BILLINGS – State lawmakers Wednesday unveiled a bipartisan bill that would compromise two pieces of legislation to extend Montana’s statute of limitations for childhood sexual abuse.
Democratic and Republican lawmakers joined forces for a joint press conference to unveil the new bill at the Montana statehouse.
However, victims of accused molestation by a former Miles City athletic trainer are speaking out about the new compromise bill, saying they’d hoped for more.
Plaintiffs in a massive civil case filed back in September against 78-year-old James Jensen spoke to MTN News following Wednesday’s announcement of the new compromise bill.
“It’s a good first step,” said one victim.
All the victims agreed to speak with MTN News on a condition of anonymity.
The compromise bill is still in the early stages of being drafted, but will contain elements of three other bills that were previously introduced, to address childhood sexual abuse in Montana.
Democratic Rep.Shane Morigeau, from Missoula, initially introduced House Bill 202, which would have removed time limits for childhood victims of sexual abuse to file a civil case against their abuser.
◆ ◆ ◆ ◆
## SHORT EXERCISE 1
In the article on Montana's childhood sexual abuse statute of limitations, how old is James Jensen?
## SHORT EXERCISE 2
Please continue the article on Montana's childhood sexual abuse statute of limitations from where it stops.

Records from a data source
◆ ◆ ◆ ◆
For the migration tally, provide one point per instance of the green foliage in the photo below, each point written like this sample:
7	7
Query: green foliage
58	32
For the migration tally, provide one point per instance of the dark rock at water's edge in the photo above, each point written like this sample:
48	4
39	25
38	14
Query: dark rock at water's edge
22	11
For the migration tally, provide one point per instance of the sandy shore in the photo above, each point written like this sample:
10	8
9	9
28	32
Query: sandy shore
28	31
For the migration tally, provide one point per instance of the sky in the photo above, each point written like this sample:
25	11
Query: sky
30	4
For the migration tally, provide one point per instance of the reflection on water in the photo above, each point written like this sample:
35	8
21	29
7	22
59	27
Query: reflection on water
◆ ◆ ◆ ◆
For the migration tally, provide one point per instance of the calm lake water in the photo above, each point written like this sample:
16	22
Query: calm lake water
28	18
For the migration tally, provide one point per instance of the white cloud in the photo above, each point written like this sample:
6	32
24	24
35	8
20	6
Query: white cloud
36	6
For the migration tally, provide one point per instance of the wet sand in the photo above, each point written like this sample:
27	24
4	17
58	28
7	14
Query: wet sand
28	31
◆ ◆ ◆ ◆
## REPLY 1
He is 78 years old.

## REPLY 2
This new compromise bill does not do that but instead increases the time limit to nine years.
Victims would be able to file suit after they turn 18, and the compromise bill allows lawsuits to be filed within two years after the abuser admits his or her crime or is convicted, or evidence is produced showing that the responsible party knew of the abuse.
“If this bill is passed as is, Montana will take a giant step toward protecting our children. Let’s be clear, the bill is certainly not done,” said one Miles City sex abuse survivor.
Under current state law, a victim of childhood sexual abuse can bring suit no more than three years after they turn 18 or three years after they, as an adult, “discover the injury” from sexual abuse that occurred while they were children.
The compromise bill still would also remove limitations on bringing criminal charges against child molesters, at any time.
“Ultimately this bill, it does a lot to protect the interests of childhood survivors of sex abuse in Montana,” said Morigeau.
Survivors in the Miles City sex abuse said statistically most victims don’t end up reporting their childhood abuse until their 40s and 50s and the new comprehensive bill would leave a small window for reporting.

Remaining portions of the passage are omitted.